Could you give the listing again with "Target" replaced by "Label" throughout, everything else unchanged and the pictures left out?

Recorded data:
►
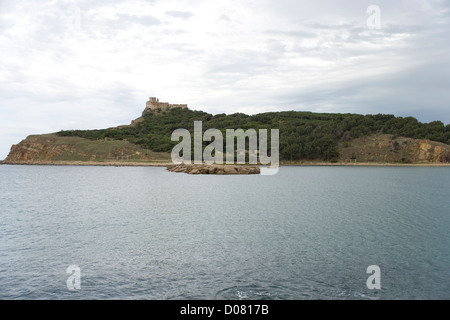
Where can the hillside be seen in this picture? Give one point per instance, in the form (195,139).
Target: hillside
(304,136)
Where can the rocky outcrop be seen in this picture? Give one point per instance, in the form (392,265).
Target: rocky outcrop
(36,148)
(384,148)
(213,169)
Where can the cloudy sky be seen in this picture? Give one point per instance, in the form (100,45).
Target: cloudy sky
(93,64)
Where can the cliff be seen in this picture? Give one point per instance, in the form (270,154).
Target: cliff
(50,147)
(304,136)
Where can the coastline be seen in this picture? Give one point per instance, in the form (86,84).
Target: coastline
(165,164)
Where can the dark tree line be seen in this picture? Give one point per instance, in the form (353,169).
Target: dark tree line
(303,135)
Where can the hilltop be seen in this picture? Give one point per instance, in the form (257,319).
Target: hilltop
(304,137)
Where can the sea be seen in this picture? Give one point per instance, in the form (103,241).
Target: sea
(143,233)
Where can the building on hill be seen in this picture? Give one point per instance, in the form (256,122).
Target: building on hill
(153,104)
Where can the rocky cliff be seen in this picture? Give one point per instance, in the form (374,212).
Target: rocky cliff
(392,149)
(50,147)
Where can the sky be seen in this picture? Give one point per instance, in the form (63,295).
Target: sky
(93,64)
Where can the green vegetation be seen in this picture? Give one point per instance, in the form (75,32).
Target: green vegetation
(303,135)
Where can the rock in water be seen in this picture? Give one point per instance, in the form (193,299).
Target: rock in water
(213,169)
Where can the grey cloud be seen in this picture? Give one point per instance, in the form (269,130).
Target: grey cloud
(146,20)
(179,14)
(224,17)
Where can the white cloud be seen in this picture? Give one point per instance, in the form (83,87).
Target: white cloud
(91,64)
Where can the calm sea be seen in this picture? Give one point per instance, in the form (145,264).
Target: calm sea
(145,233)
◄
▸ RESULT OF THE EXERCISE
Where can the hillside be seen in this picture? Give one point per instance, in the form (195,139).
Label: hillside
(304,136)
Where can the rocky outcrop be seen in this picture? Give one point per instance, in the form (392,265).
Label: rocky outcrop
(36,148)
(384,148)
(213,169)
Where can the cloudy sky be seen in this picture? Give one point per instance, in the form (100,45).
Label: cloudy sky
(93,64)
Where can the cliff be seen in this picture? Give one point per instance, in the form (270,154).
Label: cliff
(50,147)
(304,136)
Where can the coastline be seen in this picture? Give one point per instance, in the form (86,84).
Label: coastline
(165,164)
Where can the dark tree line be seen in this picture? Give one point per instance, in the form (353,169).
Label: dark tree line
(303,135)
Where can the hilltop be seen in this picture? Give one point per instance, in the form (257,319).
Label: hilltop
(304,137)
Where can the sea be seen in this picture? Give one point per instance, in the form (103,241).
Label: sea
(143,233)
Where can the building on hill be seen in this picture? Give one point per instance, in the form (256,122).
Label: building on hill
(153,104)
Where can the rocky cliff be seen in this picture? Give one point per instance, in the form (374,212).
Label: rocky cliff
(392,149)
(50,147)
Where can the sky be seen in this picture? Give one point per instance, in the form (63,295).
Label: sky
(93,64)
Where can the green vegetation be seen in this picture? Give one point per instance, in the form (75,32).
Label: green vegetation
(303,135)
Where can the rock in water be seen in this picture? Give one point per instance, in the form (193,299).
Label: rock in water
(213,169)
Where can the grey cloud be seen in this picture? Give one point per instance, in the form (269,130).
Label: grey cloud
(146,20)
(179,14)
(224,17)
Where can the white cloud be seen in this picture? Give one point per instance, in the form (83,87).
Label: white cloud
(91,64)
Where can the calm sea be seen in this picture? Give one point per instance, in the form (145,264).
Label: calm sea
(145,233)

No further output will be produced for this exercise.